— Start of PASSAGE PROVIDED —
Other embodiments may aggregate several storage devices together
where the storage devices may not be identical and may have vastly
different storage capacities. In some such embodiments, the storage
devices may connect to the storage manager 110 using different
types of interfaces that may have different performance
characteristics.
[0044] In some embodiments, a group of storage devices may contain
many virtual storage devices that may be deployed over several
storage devices. In some such embodiments, a virtual storage device
may have certain data that are stored on multiple storage devices.
For example, a virtual file system may have a directory that is
marked such that the storage manager 110 may place a copy of the
directory information on two or more storage devices 112, 114, or
116 for redundancy of data storage. These examples merely show some
examples of the breadth of configurations for storage systems and
are not to be considered limiting.
[0045] The storage controller 108 may append data to be written
with a checksum using an EDC generator 118. The EDC generator may
analyze a block of data and generate a checksum or EDC result that
may be appended to the data and stored with the data as a block.
One process of calculating a checksum or EDC result and appending
the result to the data may be found in an example of embodiment 400
described later in this specification. Other methods may also be
employed.
[0046] When the block of data is retrieved, an EDC detector 120 may
perform the EDC function on the block of data to determine if any
errors exist in the data. In a typical embodiment, the EDC may
calculate a checksum for the entire block of data. When the
checksum is a default value, the data may be considered to be
correct. In many EDC formulas, it is possible for multiple bit
changes to a block of data to yield the default value, however, the
possibility of such changes may be miniscule.
[0047] If the EDC result is not the default value, the EDC
corrector 122 may use an EDC table 124 to attempt to identify which
bit or bits are incorrect in the block of data. In some
embodiments, the EDC corrector 122 may attempt to correct one or
two incorrect bits by searching the EDC table 124.
[0048] The EDC table 124 may be configured as described above. Each
block of data that is stored and retrieved may have a fixed size.
In one example of an EDC table 124, the number of rows or records
in the EDC table 124 may equal the number of bits in the block of
data. Each record may contain an EDC result calculated from an
input string of all zeros with one bit flipped, and the flipped bit
may correspond with the record. For example, an EDC table may
contain a first record for a string with only the first bit
flipped, the second record for a string with only the second bit
flipped, and so forth. Each record may contain the EDC result for
the particular string.
[0049] When a checksum or EDC result is calculated from a block of
data and the EDC result is not the default value, the EDC result
may be attempted to be located in the EDC table 124. If the EDC
result is found in the EDC table 124, the bit corresponding to the
record within the EDC table 124 matching the EDC result is the
incorrect bit. The incorrect bit may be flipped and the data may be
used.
[0050] If the search of the EDC table 124 is not successful, each
record in the EDC may be evaluated by taking an XOR of the record's
EDC value and the EDC results for the data, then searching for the
resultant value in the EDC table 124. If a result is found, two
bits may be incorrect: the bit represented by the first record's
EDC value and the bit represented by the second record's EDC value.
A similar process may be used for determining three, four, or more
incorrect bits.
[0051] The EDC table 124 may be calculated ahead of time and stored
for rapid access. In some embodiments, the EDC table 124 may be
calculated on the fly. Other embodiments may embed the EDC table
124 in code or may store the EDC table 124 as a separate file.
— End of PASSAGE PROVIDED —
> [REQUEST 1]:
Count the lines in the records that contain the word "Return". Reply with only that number.
— Start of INPUT DATA —
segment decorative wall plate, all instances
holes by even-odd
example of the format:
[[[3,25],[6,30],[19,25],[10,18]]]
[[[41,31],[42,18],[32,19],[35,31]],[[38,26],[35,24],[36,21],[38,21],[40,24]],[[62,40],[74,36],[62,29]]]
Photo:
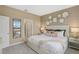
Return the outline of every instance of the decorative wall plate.
[[[58,18],[61,18],[61,14],[58,14]]]
[[[52,19],[52,16],[49,16],[48,19]]]
[[[56,22],[57,22],[57,18],[53,18],[53,22],[55,22],[55,23],[56,23]]]
[[[59,20],[59,22],[60,22],[60,23],[63,23],[63,22],[64,22],[64,19],[63,19],[63,18],[61,18],[61,19]]]
[[[64,12],[63,14],[62,14],[62,17],[64,17],[64,18],[66,18],[66,17],[68,17],[69,16],[69,13],[68,12]]]

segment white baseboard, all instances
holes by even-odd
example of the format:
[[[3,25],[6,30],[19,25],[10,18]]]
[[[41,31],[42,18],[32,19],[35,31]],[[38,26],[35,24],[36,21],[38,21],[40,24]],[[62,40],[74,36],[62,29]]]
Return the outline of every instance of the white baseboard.
[[[17,43],[14,43],[14,44],[10,44],[9,46],[18,45],[18,44],[21,44],[21,43],[24,43],[24,41],[22,41],[22,42],[17,42]]]
[[[21,43],[24,43],[24,41],[10,44],[8,47],[10,47],[10,46],[14,46],[14,45],[18,45],[18,44],[21,44]],[[5,47],[5,48],[7,48],[7,47]]]

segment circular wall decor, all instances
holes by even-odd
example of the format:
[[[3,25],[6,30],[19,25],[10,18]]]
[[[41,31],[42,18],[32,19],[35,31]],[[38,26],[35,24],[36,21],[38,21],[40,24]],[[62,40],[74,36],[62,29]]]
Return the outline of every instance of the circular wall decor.
[[[60,23],[63,23],[63,22],[64,22],[64,19],[63,19],[63,18],[61,18],[61,19],[59,20],[59,22],[60,22]]]
[[[62,17],[63,18],[66,18],[66,17],[68,17],[69,16],[69,13],[68,12],[63,12],[63,14],[62,14]]]
[[[53,18],[53,22],[55,22],[55,23],[56,23],[56,22],[57,22],[57,18]]]
[[[52,19],[52,16],[48,16],[48,19]]]

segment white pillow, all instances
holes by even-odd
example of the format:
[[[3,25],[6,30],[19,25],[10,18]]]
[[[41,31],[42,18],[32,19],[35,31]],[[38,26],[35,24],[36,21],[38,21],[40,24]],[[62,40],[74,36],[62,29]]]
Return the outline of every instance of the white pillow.
[[[57,32],[57,35],[58,35],[58,37],[64,37],[64,31],[59,31],[59,32]]]

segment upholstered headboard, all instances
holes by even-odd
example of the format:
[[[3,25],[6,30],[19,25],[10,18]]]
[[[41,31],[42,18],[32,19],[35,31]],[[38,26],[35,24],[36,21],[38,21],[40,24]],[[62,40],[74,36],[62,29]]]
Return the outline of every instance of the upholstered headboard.
[[[69,26],[68,25],[50,25],[47,26],[48,30],[57,30],[57,31],[61,31],[64,30],[66,31],[66,36],[69,37]]]

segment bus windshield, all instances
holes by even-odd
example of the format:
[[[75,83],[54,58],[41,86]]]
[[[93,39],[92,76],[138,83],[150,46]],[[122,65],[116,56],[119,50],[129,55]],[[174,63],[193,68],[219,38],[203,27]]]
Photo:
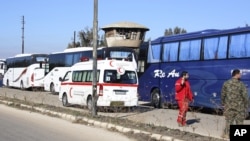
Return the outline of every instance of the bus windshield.
[[[133,71],[125,71],[124,74],[117,73],[116,70],[105,70],[104,82],[106,83],[122,83],[122,84],[136,84],[136,73]]]

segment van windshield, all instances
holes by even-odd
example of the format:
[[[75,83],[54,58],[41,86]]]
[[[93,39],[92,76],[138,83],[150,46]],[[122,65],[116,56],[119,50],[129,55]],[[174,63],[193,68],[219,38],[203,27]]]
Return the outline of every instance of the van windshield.
[[[125,71],[123,75],[117,73],[116,70],[105,70],[104,82],[106,83],[122,83],[122,84],[136,84],[137,75],[135,71]]]

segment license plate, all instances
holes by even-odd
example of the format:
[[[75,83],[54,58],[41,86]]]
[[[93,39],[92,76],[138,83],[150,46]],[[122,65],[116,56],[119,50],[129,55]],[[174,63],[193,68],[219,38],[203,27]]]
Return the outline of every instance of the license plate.
[[[110,106],[124,106],[124,102],[123,101],[112,101],[110,103]]]

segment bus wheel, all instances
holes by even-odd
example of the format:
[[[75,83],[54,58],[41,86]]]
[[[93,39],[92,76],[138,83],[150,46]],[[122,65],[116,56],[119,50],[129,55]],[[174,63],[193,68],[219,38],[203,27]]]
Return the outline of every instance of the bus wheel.
[[[52,94],[54,94],[54,93],[56,92],[56,91],[55,91],[55,86],[54,86],[53,83],[50,84],[50,92],[51,92]]]
[[[63,104],[63,106],[65,106],[65,107],[69,105],[67,94],[63,94],[62,104]]]
[[[89,96],[87,99],[87,108],[91,111],[92,110],[92,97]]]
[[[161,96],[160,91],[158,89],[154,89],[151,93],[151,104],[155,108],[161,108]]]

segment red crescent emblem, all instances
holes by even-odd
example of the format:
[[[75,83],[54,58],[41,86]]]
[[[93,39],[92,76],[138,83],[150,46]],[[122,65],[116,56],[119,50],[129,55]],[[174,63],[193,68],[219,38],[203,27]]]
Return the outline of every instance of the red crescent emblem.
— End of INPUT DATA —
> [REQUEST 2]:
Answer these questions about the passage on error detection and correction:
(a) What does the EDC corrector 122 use to try to identify which bits in a block of data are incorrect?
(b) In the example EDC table, the number of rows or records may equal what?
(c) If the search of the EDC table 124 is not successful, what operation is taken of each record's EDC value and the EDC results for the data?

> [CORRECT ANSWER 1]:
10

> [CORRECT ANSWER 2]:
(a) An EDC table 124.
(b) The number of bits in the block of data.
(c) An XOR.